▶ [EXERCISE GOAL]: Transcribe word for word the lines below from the line with "formatted like (11,35)" through the line with "Target: white blossom", ends included.

AVAILABLE DATA: Begin

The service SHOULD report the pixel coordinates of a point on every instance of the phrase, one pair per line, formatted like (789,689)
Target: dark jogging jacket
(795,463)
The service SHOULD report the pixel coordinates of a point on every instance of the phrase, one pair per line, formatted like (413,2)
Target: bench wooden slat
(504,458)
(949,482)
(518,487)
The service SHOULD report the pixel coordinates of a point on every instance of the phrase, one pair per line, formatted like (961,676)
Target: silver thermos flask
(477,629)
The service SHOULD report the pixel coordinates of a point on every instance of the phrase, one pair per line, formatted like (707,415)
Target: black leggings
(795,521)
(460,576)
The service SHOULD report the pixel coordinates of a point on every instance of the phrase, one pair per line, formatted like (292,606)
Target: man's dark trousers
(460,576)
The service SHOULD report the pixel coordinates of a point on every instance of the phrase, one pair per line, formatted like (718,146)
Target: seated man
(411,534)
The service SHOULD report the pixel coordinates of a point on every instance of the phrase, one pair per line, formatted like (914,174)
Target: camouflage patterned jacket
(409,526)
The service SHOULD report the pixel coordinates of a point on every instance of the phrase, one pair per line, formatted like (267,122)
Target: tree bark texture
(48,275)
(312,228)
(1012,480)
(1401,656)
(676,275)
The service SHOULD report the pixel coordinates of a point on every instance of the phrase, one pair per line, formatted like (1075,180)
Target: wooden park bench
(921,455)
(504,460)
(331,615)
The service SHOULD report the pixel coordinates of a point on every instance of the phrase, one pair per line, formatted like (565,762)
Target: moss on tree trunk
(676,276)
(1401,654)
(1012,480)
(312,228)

AVAILABLE DATA: End
AVAILABLE DATA: Begin

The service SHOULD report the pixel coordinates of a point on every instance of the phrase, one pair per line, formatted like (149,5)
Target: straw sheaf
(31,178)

AVAILABLE DATA: End
AVAILABLE DATA: Begin

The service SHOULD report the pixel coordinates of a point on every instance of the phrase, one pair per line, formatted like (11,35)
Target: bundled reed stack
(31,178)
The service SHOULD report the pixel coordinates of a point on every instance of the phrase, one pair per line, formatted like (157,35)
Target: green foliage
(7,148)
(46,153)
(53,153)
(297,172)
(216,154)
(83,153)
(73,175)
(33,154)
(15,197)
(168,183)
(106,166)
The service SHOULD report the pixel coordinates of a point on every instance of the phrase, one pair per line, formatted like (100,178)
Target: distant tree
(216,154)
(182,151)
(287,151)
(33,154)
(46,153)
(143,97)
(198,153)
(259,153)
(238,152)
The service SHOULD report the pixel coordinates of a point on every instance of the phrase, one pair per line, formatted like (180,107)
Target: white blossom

AVAILABLE DATA: End

▶ [WORKED SOLUTION]:
The service SHOULD report the pixel coordinates of a point on every instance of the phrase, one pair per line, formatted like (11,35)
Target: bundled reed stack
(31,178)
The service SHOULD report the pixel coordinates of a point on every instance of the phrase, one pair per line, formatted like (157,35)
Target: green foliage
(7,148)
(46,153)
(53,153)
(297,172)
(216,154)
(83,153)
(73,175)
(33,154)
(15,197)
(168,183)
(106,166)
The service SHOULD report the pixel coordinates of a point on every instance of the phrase, one pair per line, formatted like (100,178)
Target: distant tree
(216,154)
(182,151)
(287,151)
(33,154)
(46,153)
(143,97)
(198,153)
(259,153)
(238,152)
The service SHOULD report the pixel coordinates of a point on every instance of the phrase, one pair per line, formatted like (180,107)
Target: white blossom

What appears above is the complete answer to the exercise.